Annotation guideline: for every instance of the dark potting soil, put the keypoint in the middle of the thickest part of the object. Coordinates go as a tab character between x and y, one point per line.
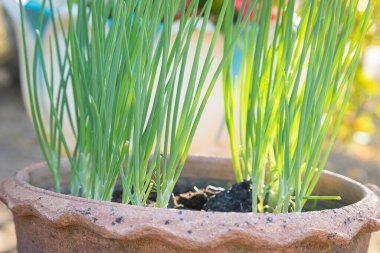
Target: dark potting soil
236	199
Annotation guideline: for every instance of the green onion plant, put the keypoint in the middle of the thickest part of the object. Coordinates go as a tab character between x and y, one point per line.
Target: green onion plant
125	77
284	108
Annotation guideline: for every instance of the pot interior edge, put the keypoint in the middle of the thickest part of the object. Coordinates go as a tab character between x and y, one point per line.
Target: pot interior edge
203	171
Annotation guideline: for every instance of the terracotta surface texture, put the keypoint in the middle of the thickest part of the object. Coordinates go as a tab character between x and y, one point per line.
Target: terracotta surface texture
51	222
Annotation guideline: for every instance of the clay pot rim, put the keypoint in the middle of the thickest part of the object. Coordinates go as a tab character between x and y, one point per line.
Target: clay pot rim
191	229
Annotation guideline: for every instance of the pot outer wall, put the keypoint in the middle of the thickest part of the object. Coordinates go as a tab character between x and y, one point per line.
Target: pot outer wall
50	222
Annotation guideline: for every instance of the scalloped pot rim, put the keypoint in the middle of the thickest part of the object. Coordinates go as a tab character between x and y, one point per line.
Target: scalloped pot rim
----------
**About this task**. Each line in the listing where the word "scalloped" is found is to be copied.

**Answer box**.
Annotation guideline: for every instance of the scalloped pot rim, put the keypoint in the middle of the thickest part of the object. Coordinates go as a tab character between x and y, one point per line.
Target: scalloped pot rim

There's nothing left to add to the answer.